PROBLEM DETAILS:
Could you repeat all of the entries exactly, leaving out any pictures?

(Dataset entries)

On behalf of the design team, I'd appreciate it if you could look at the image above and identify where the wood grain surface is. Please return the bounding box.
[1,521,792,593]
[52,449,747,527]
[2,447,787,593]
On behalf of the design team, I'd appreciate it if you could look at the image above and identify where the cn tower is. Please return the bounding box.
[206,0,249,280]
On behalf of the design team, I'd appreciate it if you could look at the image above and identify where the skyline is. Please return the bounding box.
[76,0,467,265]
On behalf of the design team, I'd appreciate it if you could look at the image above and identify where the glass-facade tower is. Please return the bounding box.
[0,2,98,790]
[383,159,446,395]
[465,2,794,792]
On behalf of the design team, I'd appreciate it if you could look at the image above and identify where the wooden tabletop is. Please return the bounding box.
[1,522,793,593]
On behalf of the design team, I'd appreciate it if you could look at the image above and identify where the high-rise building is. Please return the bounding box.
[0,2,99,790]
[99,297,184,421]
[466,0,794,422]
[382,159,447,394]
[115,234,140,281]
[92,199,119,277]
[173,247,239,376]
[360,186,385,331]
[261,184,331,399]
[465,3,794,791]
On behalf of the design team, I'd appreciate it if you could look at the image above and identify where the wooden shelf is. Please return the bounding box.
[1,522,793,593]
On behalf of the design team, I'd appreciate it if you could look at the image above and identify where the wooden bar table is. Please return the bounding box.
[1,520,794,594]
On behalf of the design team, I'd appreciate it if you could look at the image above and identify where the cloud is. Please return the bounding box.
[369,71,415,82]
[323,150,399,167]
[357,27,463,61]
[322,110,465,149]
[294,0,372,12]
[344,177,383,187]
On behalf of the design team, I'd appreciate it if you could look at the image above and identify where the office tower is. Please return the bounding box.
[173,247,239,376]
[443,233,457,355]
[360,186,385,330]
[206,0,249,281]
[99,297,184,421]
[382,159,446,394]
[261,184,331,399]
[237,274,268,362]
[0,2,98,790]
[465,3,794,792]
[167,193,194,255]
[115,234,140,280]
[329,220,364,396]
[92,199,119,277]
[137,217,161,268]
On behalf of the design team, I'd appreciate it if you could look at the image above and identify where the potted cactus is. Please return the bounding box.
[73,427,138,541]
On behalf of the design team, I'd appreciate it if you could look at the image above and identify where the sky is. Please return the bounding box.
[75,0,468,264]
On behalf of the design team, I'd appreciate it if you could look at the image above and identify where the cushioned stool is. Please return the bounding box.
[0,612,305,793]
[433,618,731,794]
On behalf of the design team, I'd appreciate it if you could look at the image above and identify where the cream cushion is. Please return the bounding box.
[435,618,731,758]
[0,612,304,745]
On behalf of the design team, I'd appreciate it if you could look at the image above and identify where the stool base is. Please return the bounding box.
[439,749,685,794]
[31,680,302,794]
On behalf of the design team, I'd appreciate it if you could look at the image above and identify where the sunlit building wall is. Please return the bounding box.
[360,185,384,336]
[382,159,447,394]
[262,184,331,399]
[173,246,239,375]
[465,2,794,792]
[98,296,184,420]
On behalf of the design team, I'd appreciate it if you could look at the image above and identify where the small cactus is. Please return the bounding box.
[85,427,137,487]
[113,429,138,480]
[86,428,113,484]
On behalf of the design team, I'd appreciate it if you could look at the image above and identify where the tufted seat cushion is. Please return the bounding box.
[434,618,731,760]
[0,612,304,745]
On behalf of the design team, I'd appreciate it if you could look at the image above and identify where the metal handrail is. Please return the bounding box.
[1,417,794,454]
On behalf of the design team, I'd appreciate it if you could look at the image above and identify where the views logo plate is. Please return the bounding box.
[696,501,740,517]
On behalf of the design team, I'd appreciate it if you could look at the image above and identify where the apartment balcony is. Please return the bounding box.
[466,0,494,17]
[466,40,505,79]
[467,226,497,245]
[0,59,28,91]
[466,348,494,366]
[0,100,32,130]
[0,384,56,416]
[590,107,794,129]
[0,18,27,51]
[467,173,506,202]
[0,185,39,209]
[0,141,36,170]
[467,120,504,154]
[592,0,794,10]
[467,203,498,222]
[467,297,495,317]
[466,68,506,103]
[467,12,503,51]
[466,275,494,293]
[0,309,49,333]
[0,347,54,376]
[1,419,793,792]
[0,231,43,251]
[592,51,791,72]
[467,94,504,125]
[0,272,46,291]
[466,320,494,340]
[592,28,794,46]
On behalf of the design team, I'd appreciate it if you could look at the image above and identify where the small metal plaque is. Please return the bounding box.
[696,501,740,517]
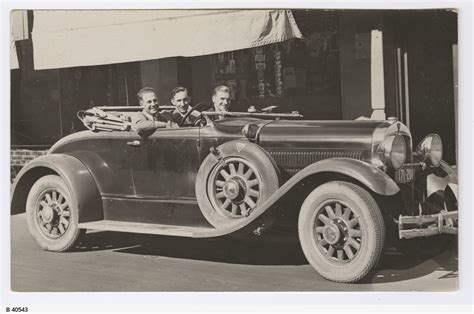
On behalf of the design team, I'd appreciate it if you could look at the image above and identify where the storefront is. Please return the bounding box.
[12,9,304,145]
[201,10,342,119]
[10,9,458,168]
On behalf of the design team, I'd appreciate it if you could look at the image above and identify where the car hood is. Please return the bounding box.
[258,119,390,151]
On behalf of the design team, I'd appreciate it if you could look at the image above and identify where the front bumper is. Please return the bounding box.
[398,210,458,239]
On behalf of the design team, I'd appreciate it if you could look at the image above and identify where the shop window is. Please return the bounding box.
[210,10,342,119]
[110,62,142,106]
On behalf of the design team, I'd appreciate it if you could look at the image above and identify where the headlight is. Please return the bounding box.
[379,135,406,169]
[416,134,443,167]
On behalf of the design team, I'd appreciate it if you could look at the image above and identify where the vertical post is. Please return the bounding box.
[370,30,386,120]
[452,44,458,165]
[124,70,129,106]
[57,69,63,137]
[396,48,404,122]
[403,52,410,129]
[394,51,400,120]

RESPONSE BOX:
On behalf of the design team, I'd appreciate it if you could look at the image above and identify where the wood grain surface is. Please return the bounding box.
[1,521,792,593]
[52,449,747,527]
[2,447,787,593]
On behalf of the design team, I'd appreciate it if you could look at the image above and identify where the cn tower is. Please return the bounding box.
[206,0,249,280]
On behalf of the design team, I'd appreciate it if you could look at the image above and identify where the skyline is. Please return the bounding box.
[76,0,467,265]
On behalf of the design team, I'd appreciate it if you could look at the image above and identify where the glass-facade tower is. Please return the bounding box.
[0,2,98,790]
[383,159,446,395]
[465,2,794,792]
On behalf of the design team, I'd appreciate it if you could look at the image above and identify where the wooden tabletop is. Please return the bounding box.
[1,522,793,593]
On behalf of the design team, I'd appreciate it if you could look at the image above and identify where the high-rise building is. Please return the bounding box.
[0,2,99,790]
[99,297,184,421]
[466,0,794,422]
[382,159,447,394]
[115,234,140,281]
[92,199,119,277]
[173,247,239,376]
[360,186,385,331]
[261,184,331,399]
[465,3,794,791]
On behalf of the design team, I'd appreciate it if you could look at the image above and identify where the wooden shelf is. Please return the bounding box.
[1,522,793,593]
On behalf of the design team, I'd appreciate it if you could look at the image above and identify where the wooden bar table is. Please return the bounding box.
[1,520,794,594]
On behalf of the design team, I'd appreciate it if you could look at the image above and identify where the cloud is. Please return the bounding box.
[369,71,415,82]
[323,150,399,167]
[357,27,463,61]
[322,110,465,149]
[294,0,372,12]
[344,177,383,187]
On behalf of the design team, I'd appreciate it if you could look at the image above and identify where the office tower is. Please return the bounding box.
[173,247,239,376]
[443,233,457,355]
[360,186,385,330]
[206,0,249,281]
[99,297,184,421]
[382,159,446,394]
[261,184,331,399]
[237,274,268,362]
[0,2,98,790]
[465,3,794,792]
[167,193,194,255]
[115,234,140,280]
[329,220,364,396]
[92,199,119,277]
[137,217,161,268]
On behalf of the design team, I'd appreciate it if you could look at the image above and identify where the potted cactus is. Please return the bounding box.
[73,427,138,541]
On behalf of the design team, I'd appreciate it if you could look at the image above and identify where the sky is. Please return the bounding box.
[75,0,468,264]
On behalf of the design team, I'd appreciate it if you could look at the image above and identify where the cushioned stool is. Please return the bounding box.
[0,612,305,793]
[433,618,731,794]
On behalf of the design team, I'd appreciate it if you could look at the image above and identify where the cream cushion is. Please return the bounding box.
[435,618,731,758]
[0,612,304,745]
On behalf of the design team, I'd appreciate it if you could look at the image above and identify where the stool base is. Please return the bounding box.
[439,749,685,794]
[31,680,302,794]
On behalf of the design team, I'd appreciate it if you could look at the image above and identify where the sunlit building wall is. Please return the bounding box.
[360,185,384,336]
[382,159,447,394]
[262,184,331,399]
[173,246,239,375]
[465,2,794,792]
[98,296,184,420]
On behalf of the design team, I'd appreciate it if you could look at the image above and identify where the small cactus is. Please return the bounding box.
[85,427,137,487]
[113,429,138,480]
[86,428,113,484]
On behalf of the design team, I'd appreciate it if you could look at the image above and identify where the tufted seat cushion is. Please return the bounding box.
[434,618,731,760]
[0,612,304,745]
On behalf of the design team, I'd appreciate it if you could look at the image above and identify where the metal handrail is. Please return the bounding box.
[1,417,794,454]
On behalf of the design team, I'd appreciate it if you could look at the image above and identify where the views logo plate is. Please return the bounding box.
[696,501,740,517]
On behalf of the design team, I'd appreciate it if you could look at the image above and identify where the apartment balcony is. Please return the bounding box.
[466,0,494,17]
[466,40,505,79]
[467,226,497,245]
[0,59,28,91]
[466,348,494,366]
[0,100,32,130]
[0,384,56,416]
[590,107,794,129]
[0,18,27,51]
[467,173,506,202]
[0,185,39,209]
[0,141,36,170]
[467,120,504,154]
[592,0,794,10]
[467,203,498,222]
[467,297,495,317]
[466,68,506,103]
[467,12,503,51]
[466,275,494,293]
[0,309,49,333]
[0,347,54,376]
[1,419,793,792]
[0,231,43,251]
[592,51,791,72]
[467,94,504,125]
[0,272,46,291]
[466,320,494,340]
[592,28,794,46]
On behalf of the design team, I'd appreciate it if you could look at the image above and identify where the small metal plaque is. Please return the bounding box.
[696,501,740,517]
On behalf of the design team, I'd appreciate it if you could look at the image above and identify where the storefront is. Please return the bounding box.
[12,9,304,145]
[201,10,342,119]
[10,9,458,168]
On behalf of the design team, I'd appreciate it if you could look at the image above and identify where the car hood is. Please return the bounding box.
[258,119,390,151]
On behalf of the design team, I'd appreciate it if you could look at the image above and identify where the front bumper is. Please return the bounding box.
[398,210,458,239]
On behalf of the design team, I'd appreciate it if you could look at the image above and identify where the shop window is. Please return the bounding box.
[210,10,342,119]
[110,62,142,106]
On behalf of the design team, I'd appreciate it if you could look at the image above and identify where the headlight is. Please return the bounding box.
[379,135,406,169]
[416,134,443,167]
On behalf of the design team, I'd appreciate it if you could look at the image above and identify where the vertical post is. Please return the bounding box.
[370,30,386,120]
[452,44,458,165]
[124,70,129,106]
[57,69,63,137]
[396,48,404,122]
[403,52,410,129]
[394,51,400,120]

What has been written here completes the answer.